>> Start Provided information

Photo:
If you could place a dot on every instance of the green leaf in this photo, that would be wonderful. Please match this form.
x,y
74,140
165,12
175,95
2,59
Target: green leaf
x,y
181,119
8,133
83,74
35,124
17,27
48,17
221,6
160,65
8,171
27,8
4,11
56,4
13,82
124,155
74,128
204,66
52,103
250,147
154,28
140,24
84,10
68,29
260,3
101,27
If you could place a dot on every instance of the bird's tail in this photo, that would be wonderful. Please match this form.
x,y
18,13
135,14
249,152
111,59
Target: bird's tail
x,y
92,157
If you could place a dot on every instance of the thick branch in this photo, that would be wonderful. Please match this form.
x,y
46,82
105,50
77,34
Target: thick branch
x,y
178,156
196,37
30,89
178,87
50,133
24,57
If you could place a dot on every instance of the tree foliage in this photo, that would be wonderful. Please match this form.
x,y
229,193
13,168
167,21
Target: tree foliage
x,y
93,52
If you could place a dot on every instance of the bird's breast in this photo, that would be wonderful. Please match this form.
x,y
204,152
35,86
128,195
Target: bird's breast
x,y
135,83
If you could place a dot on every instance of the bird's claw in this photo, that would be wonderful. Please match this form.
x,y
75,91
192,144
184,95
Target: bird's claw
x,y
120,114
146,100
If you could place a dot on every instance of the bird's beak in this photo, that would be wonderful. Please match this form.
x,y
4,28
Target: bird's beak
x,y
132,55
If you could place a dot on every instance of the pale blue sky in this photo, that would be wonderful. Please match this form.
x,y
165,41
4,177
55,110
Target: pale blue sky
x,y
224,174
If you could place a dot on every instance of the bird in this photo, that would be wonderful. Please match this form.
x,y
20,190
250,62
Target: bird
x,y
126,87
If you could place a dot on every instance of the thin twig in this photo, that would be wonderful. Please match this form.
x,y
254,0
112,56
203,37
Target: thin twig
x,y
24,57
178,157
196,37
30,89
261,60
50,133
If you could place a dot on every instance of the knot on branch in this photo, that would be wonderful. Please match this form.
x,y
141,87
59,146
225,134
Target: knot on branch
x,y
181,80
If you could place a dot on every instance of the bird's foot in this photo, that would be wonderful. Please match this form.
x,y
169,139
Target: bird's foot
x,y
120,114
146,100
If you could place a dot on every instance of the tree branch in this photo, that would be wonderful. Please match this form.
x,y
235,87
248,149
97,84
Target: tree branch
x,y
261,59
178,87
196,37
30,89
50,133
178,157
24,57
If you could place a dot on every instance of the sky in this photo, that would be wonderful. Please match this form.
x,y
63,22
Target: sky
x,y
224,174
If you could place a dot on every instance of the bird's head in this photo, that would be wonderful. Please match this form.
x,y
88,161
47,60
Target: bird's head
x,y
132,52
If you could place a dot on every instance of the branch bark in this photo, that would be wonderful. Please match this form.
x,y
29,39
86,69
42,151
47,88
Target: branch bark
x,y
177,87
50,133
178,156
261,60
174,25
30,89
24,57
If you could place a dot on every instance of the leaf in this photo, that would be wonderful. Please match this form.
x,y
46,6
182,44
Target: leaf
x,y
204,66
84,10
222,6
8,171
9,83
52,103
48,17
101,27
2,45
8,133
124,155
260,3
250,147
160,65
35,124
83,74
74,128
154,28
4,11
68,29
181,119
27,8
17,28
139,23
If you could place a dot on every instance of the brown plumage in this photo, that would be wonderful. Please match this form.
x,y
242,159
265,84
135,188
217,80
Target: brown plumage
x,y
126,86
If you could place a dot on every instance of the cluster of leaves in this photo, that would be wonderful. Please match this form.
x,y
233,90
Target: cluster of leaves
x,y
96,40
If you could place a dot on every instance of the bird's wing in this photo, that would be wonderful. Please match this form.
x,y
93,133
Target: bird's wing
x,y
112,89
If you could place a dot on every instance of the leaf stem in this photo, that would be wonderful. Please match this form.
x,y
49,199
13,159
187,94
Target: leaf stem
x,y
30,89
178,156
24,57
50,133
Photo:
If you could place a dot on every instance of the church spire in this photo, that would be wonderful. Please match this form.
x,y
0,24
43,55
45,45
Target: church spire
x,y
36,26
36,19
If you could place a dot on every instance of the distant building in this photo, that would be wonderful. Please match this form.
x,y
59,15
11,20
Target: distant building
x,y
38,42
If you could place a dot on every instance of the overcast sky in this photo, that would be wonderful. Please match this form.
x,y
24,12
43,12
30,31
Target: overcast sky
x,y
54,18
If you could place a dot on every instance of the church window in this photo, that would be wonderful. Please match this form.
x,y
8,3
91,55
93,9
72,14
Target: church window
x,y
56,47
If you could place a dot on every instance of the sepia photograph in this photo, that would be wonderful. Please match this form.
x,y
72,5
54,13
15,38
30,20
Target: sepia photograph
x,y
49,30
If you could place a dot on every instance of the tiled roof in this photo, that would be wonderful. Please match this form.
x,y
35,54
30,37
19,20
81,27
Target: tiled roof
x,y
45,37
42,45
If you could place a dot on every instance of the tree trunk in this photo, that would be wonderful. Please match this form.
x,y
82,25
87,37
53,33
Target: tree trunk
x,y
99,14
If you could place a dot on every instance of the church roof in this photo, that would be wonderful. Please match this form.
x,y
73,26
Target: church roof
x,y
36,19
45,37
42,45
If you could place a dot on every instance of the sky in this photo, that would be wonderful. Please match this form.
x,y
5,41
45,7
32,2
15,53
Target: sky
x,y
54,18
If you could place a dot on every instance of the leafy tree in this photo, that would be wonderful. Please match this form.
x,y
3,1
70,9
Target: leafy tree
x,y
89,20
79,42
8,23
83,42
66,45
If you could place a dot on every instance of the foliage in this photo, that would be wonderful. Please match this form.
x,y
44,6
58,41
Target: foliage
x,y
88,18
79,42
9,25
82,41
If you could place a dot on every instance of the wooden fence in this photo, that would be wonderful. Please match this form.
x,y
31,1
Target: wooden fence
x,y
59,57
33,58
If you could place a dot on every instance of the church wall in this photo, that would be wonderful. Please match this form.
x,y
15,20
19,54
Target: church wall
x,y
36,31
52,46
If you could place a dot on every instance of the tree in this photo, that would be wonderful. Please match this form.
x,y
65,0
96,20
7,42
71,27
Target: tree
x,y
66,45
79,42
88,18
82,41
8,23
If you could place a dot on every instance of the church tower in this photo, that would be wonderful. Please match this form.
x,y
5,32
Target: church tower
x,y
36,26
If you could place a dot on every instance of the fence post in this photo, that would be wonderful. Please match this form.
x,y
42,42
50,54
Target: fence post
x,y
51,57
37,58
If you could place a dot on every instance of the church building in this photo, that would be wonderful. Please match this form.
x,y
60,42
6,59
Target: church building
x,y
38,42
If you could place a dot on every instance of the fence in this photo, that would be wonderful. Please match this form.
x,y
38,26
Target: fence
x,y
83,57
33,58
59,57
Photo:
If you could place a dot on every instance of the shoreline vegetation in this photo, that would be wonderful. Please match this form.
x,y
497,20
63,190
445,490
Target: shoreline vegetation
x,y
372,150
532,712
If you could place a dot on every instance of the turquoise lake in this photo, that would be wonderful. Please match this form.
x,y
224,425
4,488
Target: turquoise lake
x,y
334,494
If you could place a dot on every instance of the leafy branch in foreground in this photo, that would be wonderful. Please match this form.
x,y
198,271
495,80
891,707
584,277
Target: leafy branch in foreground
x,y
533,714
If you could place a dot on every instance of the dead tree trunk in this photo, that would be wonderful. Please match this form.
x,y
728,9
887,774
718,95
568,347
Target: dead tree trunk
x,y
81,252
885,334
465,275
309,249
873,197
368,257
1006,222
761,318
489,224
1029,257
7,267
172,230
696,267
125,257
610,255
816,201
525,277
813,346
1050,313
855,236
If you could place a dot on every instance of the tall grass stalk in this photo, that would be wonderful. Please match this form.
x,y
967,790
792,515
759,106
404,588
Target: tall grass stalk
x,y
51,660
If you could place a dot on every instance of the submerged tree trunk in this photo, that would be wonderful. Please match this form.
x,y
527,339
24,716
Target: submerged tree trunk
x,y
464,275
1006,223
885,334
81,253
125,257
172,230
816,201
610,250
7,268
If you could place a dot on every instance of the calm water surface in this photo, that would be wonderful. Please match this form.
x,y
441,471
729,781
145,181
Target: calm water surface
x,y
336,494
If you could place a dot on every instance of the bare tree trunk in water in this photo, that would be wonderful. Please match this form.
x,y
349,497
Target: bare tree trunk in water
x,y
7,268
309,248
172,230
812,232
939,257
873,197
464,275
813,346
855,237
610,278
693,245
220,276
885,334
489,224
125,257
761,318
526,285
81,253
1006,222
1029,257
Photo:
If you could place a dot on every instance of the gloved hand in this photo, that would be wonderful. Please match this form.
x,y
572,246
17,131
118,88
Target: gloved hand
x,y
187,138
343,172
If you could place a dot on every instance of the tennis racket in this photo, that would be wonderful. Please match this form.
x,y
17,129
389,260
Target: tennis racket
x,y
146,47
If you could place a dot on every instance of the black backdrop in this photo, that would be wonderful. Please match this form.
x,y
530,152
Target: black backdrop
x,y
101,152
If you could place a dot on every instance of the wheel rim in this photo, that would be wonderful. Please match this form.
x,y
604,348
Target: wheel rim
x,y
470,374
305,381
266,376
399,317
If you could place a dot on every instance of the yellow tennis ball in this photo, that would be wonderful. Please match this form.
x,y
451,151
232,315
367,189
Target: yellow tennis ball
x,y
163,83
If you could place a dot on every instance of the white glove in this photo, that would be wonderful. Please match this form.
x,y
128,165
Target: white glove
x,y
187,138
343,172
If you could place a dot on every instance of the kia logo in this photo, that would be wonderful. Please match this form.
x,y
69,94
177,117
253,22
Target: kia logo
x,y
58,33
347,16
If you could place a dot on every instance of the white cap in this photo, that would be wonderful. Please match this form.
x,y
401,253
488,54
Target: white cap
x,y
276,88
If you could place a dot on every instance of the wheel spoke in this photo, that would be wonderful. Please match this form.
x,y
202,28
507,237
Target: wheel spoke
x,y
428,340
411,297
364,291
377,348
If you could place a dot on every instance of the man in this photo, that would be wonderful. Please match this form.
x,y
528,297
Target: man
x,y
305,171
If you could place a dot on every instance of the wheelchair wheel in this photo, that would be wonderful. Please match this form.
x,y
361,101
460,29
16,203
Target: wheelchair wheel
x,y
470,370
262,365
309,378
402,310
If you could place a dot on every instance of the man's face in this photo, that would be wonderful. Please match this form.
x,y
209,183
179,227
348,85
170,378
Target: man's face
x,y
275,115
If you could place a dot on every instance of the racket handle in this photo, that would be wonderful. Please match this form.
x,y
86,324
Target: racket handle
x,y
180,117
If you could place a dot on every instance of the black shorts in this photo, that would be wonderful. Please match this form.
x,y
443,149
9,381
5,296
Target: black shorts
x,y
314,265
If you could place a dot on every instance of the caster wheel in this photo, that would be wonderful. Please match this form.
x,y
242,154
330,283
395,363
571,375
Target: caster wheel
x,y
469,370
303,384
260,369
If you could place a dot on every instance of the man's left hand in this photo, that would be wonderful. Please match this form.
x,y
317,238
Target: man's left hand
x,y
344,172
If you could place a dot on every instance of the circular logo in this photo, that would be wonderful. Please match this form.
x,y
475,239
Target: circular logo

>> End Provided information

Convert the part of the records that opens with the line containing "the wheel spoke" and runs through the end of the records into a JSON list of strings, one string per line, leaving out blank lines.

[
  "If you could place a dot on every instance of the wheel spoke in this photo, that would be wonderful. Please match this form.",
  "x,y",
  "202,28",
  "507,237",
  "Target: wheel spoke",
  "x,y",
  "428,340",
  "411,297",
  "364,291",
  "377,348",
  "If you could place a dot on every instance of the man in this photo, that would be wonderful. Please match this form.",
  "x,y",
  "528,297",
  "Target: man",
  "x,y",
  "305,171",
  "If you could place a dot on every instance of the wheelchair wheel in this photo, that would be wonderful. Please match this form.",
  "x,y",
  "361,101",
  "460,29",
  "16,203",
  "Target: wheelchair wheel",
  "x,y",
  "470,370",
  "262,365",
  "309,378",
  "402,310",
  "If you could place a dot on every instance of the man's face in this photo, that would be wonderful. Please match this form.",
  "x,y",
  "209,183",
  "179,227",
  "348,85",
  "170,378",
  "Target: man's face",
  "x,y",
  "275,115",
  "If you could place a dot on every instance of the racket handle in this photo, that would be wonderful. Please match this form.",
  "x,y",
  "86,324",
  "Target: racket handle",
  "x,y",
  "180,117",
  "If you could place a dot on every instance of the black shorts in this photo, that would be wonderful. Please match this form.",
  "x,y",
  "443,149",
  "9,381",
  "5,296",
  "Target: black shorts",
  "x,y",
  "314,265",
  "If you could place a dot on every instance of the caster wheel in this photo, that would be wonderful. Please match this form.",
  "x,y",
  "242,154",
  "330,283",
  "395,363",
  "571,375",
  "Target: caster wheel",
  "x,y",
  "469,370",
  "303,384",
  "260,369",
  "If you could place a dot on every instance of the man's left hand in this photo, that would be wonderful. Please match this form.",
  "x,y",
  "317,238",
  "Target: man's left hand",
  "x,y",
  "344,172",
  "If you could place a dot on every instance of the circular logo in this photo, that would be wonderful. Please match this form.",
  "x,y",
  "475,239",
  "Target: circular logo"
]